GIVEN RECORDS:
┏━━
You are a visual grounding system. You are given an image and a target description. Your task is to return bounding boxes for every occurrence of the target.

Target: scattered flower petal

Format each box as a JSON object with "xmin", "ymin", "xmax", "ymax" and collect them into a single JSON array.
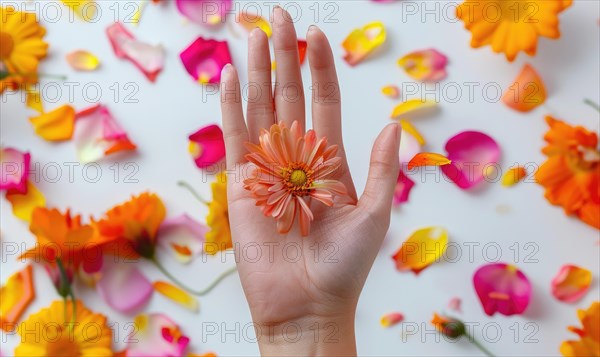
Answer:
[
  {"xmin": 442, "ymin": 131, "xmax": 501, "ymax": 190},
  {"xmin": 380, "ymin": 312, "xmax": 404, "ymax": 328},
  {"xmin": 96, "ymin": 261, "xmax": 153, "ymax": 314},
  {"xmin": 342, "ymin": 21, "xmax": 386, "ymax": 66},
  {"xmin": 502, "ymin": 64, "xmax": 547, "ymax": 112},
  {"xmin": 560, "ymin": 302, "xmax": 600, "ymax": 357},
  {"xmin": 399, "ymin": 120, "xmax": 425, "ymax": 145},
  {"xmin": 381, "ymin": 85, "xmax": 400, "ymax": 99},
  {"xmin": 236, "ymin": 12, "xmax": 272, "ymax": 37},
  {"xmin": 127, "ymin": 313, "xmax": 190, "ymax": 357},
  {"xmin": 25, "ymin": 85, "xmax": 43, "ymax": 113},
  {"xmin": 0, "ymin": 148, "xmax": 30, "ymax": 193},
  {"xmin": 66, "ymin": 50, "xmax": 100, "ymax": 71},
  {"xmin": 298, "ymin": 40, "xmax": 308, "ymax": 65},
  {"xmin": 393, "ymin": 171, "xmax": 415, "ymax": 206},
  {"xmin": 502, "ymin": 166, "xmax": 527, "ymax": 187},
  {"xmin": 158, "ymin": 214, "xmax": 207, "ymax": 264},
  {"xmin": 390, "ymin": 99, "xmax": 437, "ymax": 119},
  {"xmin": 473, "ymin": 263, "xmax": 531, "ymax": 316},
  {"xmin": 0, "ymin": 265, "xmax": 34, "ymax": 332},
  {"xmin": 175, "ymin": 0, "xmax": 232, "ymax": 27},
  {"xmin": 448, "ymin": 297, "xmax": 462, "ymax": 312},
  {"xmin": 408, "ymin": 153, "xmax": 452, "ymax": 170},
  {"xmin": 154, "ymin": 281, "xmax": 199, "ymax": 312},
  {"xmin": 188, "ymin": 125, "xmax": 226, "ymax": 169},
  {"xmin": 392, "ymin": 226, "xmax": 448, "ymax": 274},
  {"xmin": 398, "ymin": 49, "xmax": 448, "ymax": 82},
  {"xmin": 106, "ymin": 22, "xmax": 165, "ymax": 82},
  {"xmin": 60, "ymin": 0, "xmax": 97, "ymax": 21},
  {"xmin": 399, "ymin": 130, "xmax": 422, "ymax": 165},
  {"xmin": 180, "ymin": 37, "xmax": 232, "ymax": 85},
  {"xmin": 74, "ymin": 104, "xmax": 137, "ymax": 163},
  {"xmin": 29, "ymin": 105, "xmax": 76, "ymax": 142},
  {"xmin": 205, "ymin": 172, "xmax": 232, "ymax": 254},
  {"xmin": 5, "ymin": 182, "xmax": 46, "ymax": 223},
  {"xmin": 551, "ymin": 265, "xmax": 592, "ymax": 303}
]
┗━━
Leave out the pictures and return the rest of the records exactly.

You are a visual grounding system. You are given an image and a target description. Your task is to return bounding boxes for every occurrence of the target.

Target: scattered flower petal

Format each box as a JSON object with "xmin", "ymin", "xmax", "ymax" and collect them into a single JSON array.
Answer:
[
  {"xmin": 442, "ymin": 131, "xmax": 501, "ymax": 190},
  {"xmin": 380, "ymin": 312, "xmax": 404, "ymax": 328},
  {"xmin": 96, "ymin": 261, "xmax": 153, "ymax": 314},
  {"xmin": 342, "ymin": 21, "xmax": 386, "ymax": 66},
  {"xmin": 502, "ymin": 64, "xmax": 547, "ymax": 112},
  {"xmin": 560, "ymin": 302, "xmax": 600, "ymax": 357},
  {"xmin": 399, "ymin": 120, "xmax": 425, "ymax": 145},
  {"xmin": 381, "ymin": 85, "xmax": 400, "ymax": 99},
  {"xmin": 236, "ymin": 12, "xmax": 272, "ymax": 37},
  {"xmin": 127, "ymin": 313, "xmax": 190, "ymax": 357},
  {"xmin": 25, "ymin": 85, "xmax": 43, "ymax": 113},
  {"xmin": 0, "ymin": 148, "xmax": 30, "ymax": 193},
  {"xmin": 66, "ymin": 50, "xmax": 100, "ymax": 71},
  {"xmin": 298, "ymin": 40, "xmax": 308, "ymax": 65},
  {"xmin": 393, "ymin": 171, "xmax": 415, "ymax": 206},
  {"xmin": 502, "ymin": 166, "xmax": 527, "ymax": 187},
  {"xmin": 158, "ymin": 214, "xmax": 207, "ymax": 264},
  {"xmin": 390, "ymin": 99, "xmax": 437, "ymax": 119},
  {"xmin": 473, "ymin": 263, "xmax": 531, "ymax": 316},
  {"xmin": 0, "ymin": 265, "xmax": 34, "ymax": 332},
  {"xmin": 175, "ymin": 0, "xmax": 232, "ymax": 27},
  {"xmin": 448, "ymin": 297, "xmax": 462, "ymax": 312},
  {"xmin": 408, "ymin": 153, "xmax": 452, "ymax": 170},
  {"xmin": 154, "ymin": 281, "xmax": 199, "ymax": 312},
  {"xmin": 188, "ymin": 125, "xmax": 226, "ymax": 169},
  {"xmin": 392, "ymin": 226, "xmax": 448, "ymax": 274},
  {"xmin": 398, "ymin": 49, "xmax": 448, "ymax": 82},
  {"xmin": 106, "ymin": 22, "xmax": 165, "ymax": 82},
  {"xmin": 60, "ymin": 0, "xmax": 97, "ymax": 21},
  {"xmin": 399, "ymin": 130, "xmax": 422, "ymax": 165},
  {"xmin": 180, "ymin": 37, "xmax": 232, "ymax": 85},
  {"xmin": 74, "ymin": 104, "xmax": 137, "ymax": 163},
  {"xmin": 29, "ymin": 105, "xmax": 76, "ymax": 142},
  {"xmin": 205, "ymin": 172, "xmax": 232, "ymax": 254},
  {"xmin": 5, "ymin": 182, "xmax": 46, "ymax": 223},
  {"xmin": 551, "ymin": 265, "xmax": 592, "ymax": 303}
]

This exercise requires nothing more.